══ Extracted records ══

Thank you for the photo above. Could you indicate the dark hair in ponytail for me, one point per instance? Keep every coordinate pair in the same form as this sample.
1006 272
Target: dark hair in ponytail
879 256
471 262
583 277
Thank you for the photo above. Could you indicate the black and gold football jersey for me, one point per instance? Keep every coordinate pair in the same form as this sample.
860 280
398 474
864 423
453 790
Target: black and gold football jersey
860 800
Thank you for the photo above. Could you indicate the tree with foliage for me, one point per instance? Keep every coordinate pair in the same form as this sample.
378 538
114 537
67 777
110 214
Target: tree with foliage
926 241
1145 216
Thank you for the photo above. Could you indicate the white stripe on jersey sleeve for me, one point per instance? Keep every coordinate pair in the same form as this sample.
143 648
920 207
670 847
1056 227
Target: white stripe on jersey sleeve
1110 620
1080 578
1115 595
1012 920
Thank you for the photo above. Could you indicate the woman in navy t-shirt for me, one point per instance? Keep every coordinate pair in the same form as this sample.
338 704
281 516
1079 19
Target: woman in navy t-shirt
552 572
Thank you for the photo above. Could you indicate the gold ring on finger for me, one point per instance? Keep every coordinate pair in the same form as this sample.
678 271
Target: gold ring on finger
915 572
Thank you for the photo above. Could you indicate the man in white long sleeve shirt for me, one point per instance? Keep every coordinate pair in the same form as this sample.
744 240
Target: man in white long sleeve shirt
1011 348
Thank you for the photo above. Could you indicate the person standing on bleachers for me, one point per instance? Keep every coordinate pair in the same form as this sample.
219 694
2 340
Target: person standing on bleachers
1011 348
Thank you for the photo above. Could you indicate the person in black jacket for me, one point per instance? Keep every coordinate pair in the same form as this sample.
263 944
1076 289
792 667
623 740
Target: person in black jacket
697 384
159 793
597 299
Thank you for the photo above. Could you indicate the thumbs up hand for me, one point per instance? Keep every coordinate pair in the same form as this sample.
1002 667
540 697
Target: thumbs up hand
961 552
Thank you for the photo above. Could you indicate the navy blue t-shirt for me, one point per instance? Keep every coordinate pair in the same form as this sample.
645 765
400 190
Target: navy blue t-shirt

═══

(What you should do) Copy every line above verbatim, keeping the original order.

(Solution to this task)
Thank you for the photo above. Could you indicate the dark hair in ponytail for me, one point per instance? Keep every coordinate pair in the same form as this sample.
1006 272
Target: dark hair in ponytail
879 256
471 262
583 277
Thank you for the photo above. Could you indicate the black and gold football jersey for me, one point per instance? Keep every coordinate pair in the same form as this sample.
860 280
398 474
864 423
453 790
Target: black and gold football jersey
860 800
Thank you for the photo above. Could you indicate the tree with foliage for me, one point per instance? Keep every coordinate pair in the same form as this sample.
378 538
114 537
67 777
110 214
Target: tree with foliage
926 241
1145 216
Thank you for the photo above. Could you indicate the white stripe on jersey sleeve for me, one point per instance? Keep every coordinate pair in the same form as this sample.
143 648
920 207
670 847
1056 227
Target: white stripe on jersey sleeve
1110 620
1080 578
1115 595
1012 920
Thank you for the photo above. Could you indicate the woman in navy t-shirt for me, one point per instance? Keep every coordinate pair in the same form as this sample.
338 704
281 516
1079 19
Target: woman in navy t-shirt
552 572
Thank you for the photo above. Could you indicate the gold ring on finger for me, one point per instance? Keep every coordinate pair in the same form as this sample.
678 271
Target: gold ring on finger
915 572
Thank you for the photo above. Could you indicate the man in white long sleeve shirt for me, one point per instance? Keep every coordinate pair in the same form as this sample.
744 240
Target: man in white long sleeve shirt
1011 348
Thank you for the photo above. Could you indicate the person standing on bleachers for me, one point per instance? Keep every coordinate pair in the same form as this sample.
219 694
2 340
Target: person standing on bleachers
1011 348
Thank you for the photo above. Could you indicate the person in black jacket for me, one point per instance? Keep every coordinate pair in the same form as this sample.
263 944
1076 289
792 667
623 740
Target: person in black jacket
697 384
159 793
597 299
Thank you for the photo above. Could you indicate the thumbs up hand for me, one point per instance? Keep every coordinate pair in the same form as this sample.
1002 667
540 697
Target: thumbs up hand
961 552
Thank you for the photo above. Could you indicate the navy blue t-shirt for me, one point per instance? Keep every coordinate pair in the same form as this sample.
645 765
400 190
Target: navy blue t-shirt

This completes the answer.